_Request_. In the news text below about Costa Mesa's firefighter contract amendments, list every person named, each with the title the text gives them.

------ Text block

COSTA MESA — The City Council has approved amendments to the firefighters' employee contract, which will save more than $600,000 over 12 months.
The Costa Mesa Firefighters Assn. did not have to re-open its contract, but the firefighters did so in good faith to help the city close its budget deficit, said union President Tim Vasin.
"I think the gracious thing to do is to say, 'Thank you,' and also to obviously, for the taxpayers and for the rest of the city, obviously take what is being offered," said former Mayor Sandy Genis. "But I don't think it's either gracious or in the best interest of the city as a whole to try to wring the last drop out of anybody who's coming forward voluntarily."
The firefighters agreed to contribute an additional 5% into their pensions, which means the city will pay 3% of the 9% that goes into firefighter retirement accounts. The contributions will take effect Oct. 24 and will continue for a year for a $485,000 savings.
The amendment also suspended a salary increase scheduled to take effect in September. The association will also pay for an analysis that will compare the cost of running the department to that of having the Orange County Fire Authority provide services to the city. Costa Mesa is not obligated to enter into a contract with the Fire Authority once the analysis is complete, but if it does, Costa Mesa will pay the association for half of the costs to complete the analysis.
Mayor Allan Mansoor and Councilman Eric Bever voted against the amendments during Tuesday's council meeting.
"I appreciate that the firefighters association has come to the city with their intent to help out because they recognize that we are in pretty dire straits," but it wasn't enough, Bever said.
"If we do the math, we're not quite getting there."

------------
------ Given data

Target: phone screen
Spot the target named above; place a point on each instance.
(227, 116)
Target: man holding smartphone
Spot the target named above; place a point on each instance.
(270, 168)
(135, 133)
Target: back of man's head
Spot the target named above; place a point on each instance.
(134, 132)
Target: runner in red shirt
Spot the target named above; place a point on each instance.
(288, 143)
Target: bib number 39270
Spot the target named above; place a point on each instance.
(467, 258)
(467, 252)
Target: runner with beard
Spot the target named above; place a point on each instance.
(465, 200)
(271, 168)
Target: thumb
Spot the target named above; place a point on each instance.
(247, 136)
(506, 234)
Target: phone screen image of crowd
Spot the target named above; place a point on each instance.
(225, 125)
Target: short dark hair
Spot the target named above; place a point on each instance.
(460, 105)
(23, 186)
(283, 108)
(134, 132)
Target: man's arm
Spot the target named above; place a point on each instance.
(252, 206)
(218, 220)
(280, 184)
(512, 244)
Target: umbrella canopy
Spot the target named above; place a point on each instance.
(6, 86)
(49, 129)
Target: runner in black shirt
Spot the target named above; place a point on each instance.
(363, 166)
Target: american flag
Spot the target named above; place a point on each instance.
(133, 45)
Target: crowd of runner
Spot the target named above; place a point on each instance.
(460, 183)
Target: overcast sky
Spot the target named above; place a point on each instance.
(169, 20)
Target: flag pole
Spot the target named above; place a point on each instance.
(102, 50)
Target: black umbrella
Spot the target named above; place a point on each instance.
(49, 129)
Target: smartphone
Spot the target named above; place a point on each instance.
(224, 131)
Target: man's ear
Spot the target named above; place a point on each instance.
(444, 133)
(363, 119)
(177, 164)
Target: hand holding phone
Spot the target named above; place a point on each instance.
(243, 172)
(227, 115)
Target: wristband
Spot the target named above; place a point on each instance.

------------

_Task answer_.
- Tim Vasin, union President (Costa Mesa Firefighters Assn.)
- Sandy Genis, former Mayor
- Allan Mansoor, Mayor
- Eric Bever, Councilman